Task to complete:
Restate word for word the entries below, starting with the line with "Query: billboard" and continuing through the line with "find the concrete pillar in the photo above". Include both of those lines and no others.

Records from a dataset:
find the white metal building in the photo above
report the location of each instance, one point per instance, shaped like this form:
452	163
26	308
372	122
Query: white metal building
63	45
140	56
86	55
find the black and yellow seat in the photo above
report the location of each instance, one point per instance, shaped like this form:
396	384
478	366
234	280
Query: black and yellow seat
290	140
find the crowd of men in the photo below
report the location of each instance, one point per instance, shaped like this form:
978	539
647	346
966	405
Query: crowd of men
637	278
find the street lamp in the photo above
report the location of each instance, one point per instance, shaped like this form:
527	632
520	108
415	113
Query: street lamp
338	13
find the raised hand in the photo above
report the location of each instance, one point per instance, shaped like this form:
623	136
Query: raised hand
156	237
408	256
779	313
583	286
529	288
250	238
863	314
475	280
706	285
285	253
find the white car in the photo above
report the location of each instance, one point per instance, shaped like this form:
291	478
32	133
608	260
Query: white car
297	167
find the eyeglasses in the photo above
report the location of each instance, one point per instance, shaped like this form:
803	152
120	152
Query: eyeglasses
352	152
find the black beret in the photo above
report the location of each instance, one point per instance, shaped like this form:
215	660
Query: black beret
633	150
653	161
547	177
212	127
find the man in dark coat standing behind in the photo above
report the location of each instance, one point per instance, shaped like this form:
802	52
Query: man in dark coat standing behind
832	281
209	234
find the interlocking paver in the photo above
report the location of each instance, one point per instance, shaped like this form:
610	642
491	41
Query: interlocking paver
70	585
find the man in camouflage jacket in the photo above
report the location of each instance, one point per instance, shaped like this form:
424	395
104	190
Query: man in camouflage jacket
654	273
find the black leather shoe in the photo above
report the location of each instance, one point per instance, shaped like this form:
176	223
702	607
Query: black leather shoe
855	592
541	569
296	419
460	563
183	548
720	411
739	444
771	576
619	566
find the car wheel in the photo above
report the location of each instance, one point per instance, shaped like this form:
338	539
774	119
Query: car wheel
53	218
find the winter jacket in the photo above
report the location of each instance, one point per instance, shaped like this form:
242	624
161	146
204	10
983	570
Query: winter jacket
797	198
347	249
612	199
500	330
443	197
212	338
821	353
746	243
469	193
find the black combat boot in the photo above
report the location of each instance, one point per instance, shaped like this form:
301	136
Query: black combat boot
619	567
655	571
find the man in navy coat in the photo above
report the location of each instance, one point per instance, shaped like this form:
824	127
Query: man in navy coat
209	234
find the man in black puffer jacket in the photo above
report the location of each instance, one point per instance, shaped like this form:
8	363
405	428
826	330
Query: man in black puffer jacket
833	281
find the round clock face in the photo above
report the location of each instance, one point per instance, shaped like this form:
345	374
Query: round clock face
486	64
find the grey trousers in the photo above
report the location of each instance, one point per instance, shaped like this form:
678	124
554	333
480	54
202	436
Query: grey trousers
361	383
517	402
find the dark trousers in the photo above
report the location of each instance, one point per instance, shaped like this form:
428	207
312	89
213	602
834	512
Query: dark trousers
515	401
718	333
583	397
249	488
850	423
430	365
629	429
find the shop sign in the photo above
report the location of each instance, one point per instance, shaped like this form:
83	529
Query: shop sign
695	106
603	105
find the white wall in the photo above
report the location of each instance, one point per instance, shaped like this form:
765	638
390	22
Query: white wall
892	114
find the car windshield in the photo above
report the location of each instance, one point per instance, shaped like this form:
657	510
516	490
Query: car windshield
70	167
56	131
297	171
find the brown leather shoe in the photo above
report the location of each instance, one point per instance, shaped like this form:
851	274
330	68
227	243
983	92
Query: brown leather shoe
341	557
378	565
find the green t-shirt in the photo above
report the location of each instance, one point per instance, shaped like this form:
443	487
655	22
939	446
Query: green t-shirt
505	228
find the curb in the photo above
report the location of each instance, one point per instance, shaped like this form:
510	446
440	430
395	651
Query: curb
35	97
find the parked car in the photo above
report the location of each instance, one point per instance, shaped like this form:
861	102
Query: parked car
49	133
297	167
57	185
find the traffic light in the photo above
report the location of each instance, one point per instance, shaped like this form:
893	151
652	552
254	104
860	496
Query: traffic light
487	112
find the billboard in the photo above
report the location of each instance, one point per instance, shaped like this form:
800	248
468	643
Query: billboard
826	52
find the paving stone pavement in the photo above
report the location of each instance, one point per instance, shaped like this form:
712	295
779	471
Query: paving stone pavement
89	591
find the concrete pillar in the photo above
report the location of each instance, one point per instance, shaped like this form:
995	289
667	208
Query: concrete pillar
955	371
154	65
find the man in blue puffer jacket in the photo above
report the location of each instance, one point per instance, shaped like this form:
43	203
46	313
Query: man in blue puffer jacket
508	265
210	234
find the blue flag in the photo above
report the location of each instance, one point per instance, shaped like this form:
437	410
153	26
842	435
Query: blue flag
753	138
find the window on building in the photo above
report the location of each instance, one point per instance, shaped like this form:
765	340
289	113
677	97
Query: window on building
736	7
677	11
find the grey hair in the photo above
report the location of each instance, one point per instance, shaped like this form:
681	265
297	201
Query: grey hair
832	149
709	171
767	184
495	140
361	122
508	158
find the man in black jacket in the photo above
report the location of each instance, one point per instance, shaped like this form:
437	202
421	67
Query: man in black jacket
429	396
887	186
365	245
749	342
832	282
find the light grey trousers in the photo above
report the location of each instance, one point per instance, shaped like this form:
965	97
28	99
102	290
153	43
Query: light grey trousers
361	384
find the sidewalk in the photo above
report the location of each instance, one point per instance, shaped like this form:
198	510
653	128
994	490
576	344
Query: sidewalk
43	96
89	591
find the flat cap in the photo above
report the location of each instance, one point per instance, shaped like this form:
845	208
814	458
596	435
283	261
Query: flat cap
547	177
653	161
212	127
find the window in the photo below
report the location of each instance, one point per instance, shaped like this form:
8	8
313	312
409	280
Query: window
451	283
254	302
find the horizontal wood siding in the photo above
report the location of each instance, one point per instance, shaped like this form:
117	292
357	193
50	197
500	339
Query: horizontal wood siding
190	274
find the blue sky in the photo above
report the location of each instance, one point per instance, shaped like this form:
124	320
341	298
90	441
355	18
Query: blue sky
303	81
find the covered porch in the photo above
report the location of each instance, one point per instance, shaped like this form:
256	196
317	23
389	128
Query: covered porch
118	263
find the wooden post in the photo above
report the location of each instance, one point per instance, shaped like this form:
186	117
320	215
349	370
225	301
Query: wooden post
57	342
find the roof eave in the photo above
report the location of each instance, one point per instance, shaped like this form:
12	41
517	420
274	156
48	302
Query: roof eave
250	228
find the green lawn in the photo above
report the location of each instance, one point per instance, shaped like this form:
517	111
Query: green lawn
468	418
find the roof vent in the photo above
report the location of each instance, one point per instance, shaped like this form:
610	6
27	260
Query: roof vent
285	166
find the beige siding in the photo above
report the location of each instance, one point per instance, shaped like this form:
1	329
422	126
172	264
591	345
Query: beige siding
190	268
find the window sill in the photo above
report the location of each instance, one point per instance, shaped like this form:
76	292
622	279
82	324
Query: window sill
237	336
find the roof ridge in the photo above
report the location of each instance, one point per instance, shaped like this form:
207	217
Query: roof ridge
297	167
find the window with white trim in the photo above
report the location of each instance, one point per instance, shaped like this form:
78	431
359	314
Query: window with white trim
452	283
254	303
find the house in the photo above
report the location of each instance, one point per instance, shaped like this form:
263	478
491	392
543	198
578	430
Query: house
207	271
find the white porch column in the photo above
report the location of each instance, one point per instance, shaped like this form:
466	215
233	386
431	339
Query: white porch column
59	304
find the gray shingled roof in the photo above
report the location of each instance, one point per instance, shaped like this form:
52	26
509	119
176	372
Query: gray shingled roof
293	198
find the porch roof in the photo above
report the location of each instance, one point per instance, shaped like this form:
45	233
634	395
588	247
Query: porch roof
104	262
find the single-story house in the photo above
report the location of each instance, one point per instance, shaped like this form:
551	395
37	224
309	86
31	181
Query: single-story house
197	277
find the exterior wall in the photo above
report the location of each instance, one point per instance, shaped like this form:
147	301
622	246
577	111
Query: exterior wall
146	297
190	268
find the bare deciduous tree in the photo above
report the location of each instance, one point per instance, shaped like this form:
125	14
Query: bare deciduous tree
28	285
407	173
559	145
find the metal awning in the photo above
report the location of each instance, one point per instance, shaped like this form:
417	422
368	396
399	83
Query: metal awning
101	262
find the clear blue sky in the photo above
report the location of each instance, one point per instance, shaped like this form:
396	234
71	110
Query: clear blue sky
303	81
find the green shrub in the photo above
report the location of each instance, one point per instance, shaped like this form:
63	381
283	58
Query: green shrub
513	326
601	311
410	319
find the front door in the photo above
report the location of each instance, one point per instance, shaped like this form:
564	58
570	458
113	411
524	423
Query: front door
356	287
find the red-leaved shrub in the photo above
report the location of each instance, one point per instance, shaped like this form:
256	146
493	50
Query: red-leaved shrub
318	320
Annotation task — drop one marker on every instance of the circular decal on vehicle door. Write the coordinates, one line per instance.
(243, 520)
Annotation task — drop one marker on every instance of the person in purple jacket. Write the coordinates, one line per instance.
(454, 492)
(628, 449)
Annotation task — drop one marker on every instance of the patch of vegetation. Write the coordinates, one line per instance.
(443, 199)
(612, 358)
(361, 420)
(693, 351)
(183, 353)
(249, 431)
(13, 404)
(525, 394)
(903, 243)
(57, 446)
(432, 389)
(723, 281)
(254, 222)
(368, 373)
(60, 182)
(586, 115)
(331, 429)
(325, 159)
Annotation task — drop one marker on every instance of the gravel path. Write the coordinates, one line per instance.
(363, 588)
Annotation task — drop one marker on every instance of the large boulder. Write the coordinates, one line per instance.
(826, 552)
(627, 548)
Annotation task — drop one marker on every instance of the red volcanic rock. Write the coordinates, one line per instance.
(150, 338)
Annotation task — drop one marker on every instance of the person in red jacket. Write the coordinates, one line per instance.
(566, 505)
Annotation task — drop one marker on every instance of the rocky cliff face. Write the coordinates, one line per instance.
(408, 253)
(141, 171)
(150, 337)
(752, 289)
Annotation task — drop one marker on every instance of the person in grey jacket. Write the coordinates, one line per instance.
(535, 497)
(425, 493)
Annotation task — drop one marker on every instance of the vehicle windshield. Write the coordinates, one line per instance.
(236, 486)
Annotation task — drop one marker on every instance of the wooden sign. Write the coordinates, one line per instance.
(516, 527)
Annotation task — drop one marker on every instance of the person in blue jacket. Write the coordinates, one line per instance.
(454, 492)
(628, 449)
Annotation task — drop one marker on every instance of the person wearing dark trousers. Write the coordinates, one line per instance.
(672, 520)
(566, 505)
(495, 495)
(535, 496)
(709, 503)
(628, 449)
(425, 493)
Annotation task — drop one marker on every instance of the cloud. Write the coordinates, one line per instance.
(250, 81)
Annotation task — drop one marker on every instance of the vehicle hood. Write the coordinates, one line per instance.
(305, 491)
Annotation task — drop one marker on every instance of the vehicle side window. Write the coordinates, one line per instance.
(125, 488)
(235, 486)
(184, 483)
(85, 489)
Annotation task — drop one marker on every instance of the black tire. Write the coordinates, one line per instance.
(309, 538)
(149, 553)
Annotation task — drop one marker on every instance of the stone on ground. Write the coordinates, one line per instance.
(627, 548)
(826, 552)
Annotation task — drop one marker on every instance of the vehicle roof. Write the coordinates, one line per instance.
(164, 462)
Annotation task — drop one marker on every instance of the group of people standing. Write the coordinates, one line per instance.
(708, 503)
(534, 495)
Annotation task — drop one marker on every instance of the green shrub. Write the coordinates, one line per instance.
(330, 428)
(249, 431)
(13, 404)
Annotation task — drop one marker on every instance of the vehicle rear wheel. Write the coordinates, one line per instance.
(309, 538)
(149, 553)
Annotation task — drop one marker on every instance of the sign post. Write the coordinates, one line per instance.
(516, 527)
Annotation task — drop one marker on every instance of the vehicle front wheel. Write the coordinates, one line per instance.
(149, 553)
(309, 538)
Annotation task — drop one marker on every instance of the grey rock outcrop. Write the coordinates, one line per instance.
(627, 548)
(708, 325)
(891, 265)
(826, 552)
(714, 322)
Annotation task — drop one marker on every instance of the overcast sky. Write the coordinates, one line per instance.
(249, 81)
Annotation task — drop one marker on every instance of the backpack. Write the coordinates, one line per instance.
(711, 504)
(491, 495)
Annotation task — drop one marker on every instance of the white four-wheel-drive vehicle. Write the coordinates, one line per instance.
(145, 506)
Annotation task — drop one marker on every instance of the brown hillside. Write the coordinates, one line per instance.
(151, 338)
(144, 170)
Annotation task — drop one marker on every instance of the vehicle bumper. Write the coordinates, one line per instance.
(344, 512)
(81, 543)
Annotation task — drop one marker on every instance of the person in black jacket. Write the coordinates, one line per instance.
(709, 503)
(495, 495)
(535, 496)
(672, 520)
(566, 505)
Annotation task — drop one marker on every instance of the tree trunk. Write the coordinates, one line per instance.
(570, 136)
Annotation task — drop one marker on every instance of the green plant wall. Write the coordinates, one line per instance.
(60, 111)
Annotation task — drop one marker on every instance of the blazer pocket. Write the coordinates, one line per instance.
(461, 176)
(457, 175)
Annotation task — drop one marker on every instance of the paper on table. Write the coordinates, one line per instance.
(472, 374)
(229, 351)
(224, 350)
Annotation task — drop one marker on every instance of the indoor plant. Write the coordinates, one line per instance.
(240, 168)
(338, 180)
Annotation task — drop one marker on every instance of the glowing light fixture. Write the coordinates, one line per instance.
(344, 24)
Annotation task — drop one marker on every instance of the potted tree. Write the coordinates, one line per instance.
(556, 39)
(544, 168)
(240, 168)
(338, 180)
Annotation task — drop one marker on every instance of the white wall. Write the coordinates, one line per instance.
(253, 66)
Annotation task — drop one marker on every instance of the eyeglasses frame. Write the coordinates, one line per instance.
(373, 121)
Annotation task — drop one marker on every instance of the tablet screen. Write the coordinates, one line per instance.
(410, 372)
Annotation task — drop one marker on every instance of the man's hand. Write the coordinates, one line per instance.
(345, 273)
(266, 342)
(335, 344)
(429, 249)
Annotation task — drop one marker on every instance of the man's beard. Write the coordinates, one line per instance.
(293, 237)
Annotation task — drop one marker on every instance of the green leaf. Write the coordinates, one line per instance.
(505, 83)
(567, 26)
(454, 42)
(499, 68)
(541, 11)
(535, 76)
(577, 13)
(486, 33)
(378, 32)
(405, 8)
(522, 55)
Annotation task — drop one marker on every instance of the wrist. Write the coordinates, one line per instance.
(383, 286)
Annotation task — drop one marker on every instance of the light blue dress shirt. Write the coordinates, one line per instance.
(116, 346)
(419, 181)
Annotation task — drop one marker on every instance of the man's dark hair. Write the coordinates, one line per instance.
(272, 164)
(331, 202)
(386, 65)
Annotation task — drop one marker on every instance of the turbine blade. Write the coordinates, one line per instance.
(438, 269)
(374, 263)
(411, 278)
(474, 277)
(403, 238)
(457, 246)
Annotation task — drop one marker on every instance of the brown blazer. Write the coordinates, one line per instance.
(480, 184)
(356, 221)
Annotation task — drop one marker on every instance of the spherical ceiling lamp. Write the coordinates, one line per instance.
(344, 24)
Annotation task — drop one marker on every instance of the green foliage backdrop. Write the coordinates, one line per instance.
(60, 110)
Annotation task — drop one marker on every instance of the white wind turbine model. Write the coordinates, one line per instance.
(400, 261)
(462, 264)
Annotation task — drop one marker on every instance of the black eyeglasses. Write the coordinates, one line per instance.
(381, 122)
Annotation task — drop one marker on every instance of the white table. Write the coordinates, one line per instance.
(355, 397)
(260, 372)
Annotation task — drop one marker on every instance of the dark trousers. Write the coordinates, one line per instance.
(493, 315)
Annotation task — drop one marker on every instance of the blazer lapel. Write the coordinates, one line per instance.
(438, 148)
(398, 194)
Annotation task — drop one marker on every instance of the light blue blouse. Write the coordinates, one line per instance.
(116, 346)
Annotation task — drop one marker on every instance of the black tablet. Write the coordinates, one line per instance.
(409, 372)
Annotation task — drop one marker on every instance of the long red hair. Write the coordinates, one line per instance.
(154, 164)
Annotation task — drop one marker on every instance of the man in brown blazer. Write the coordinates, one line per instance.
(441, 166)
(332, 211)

Written answer:
Query: billboard
826	52
find the paving stone pavement in the photo above
report the location of each instance, one point per instance, shaped like this form:
712	295
779	471
Query: paving stone pavement
89	591
find the concrete pillar in the photo above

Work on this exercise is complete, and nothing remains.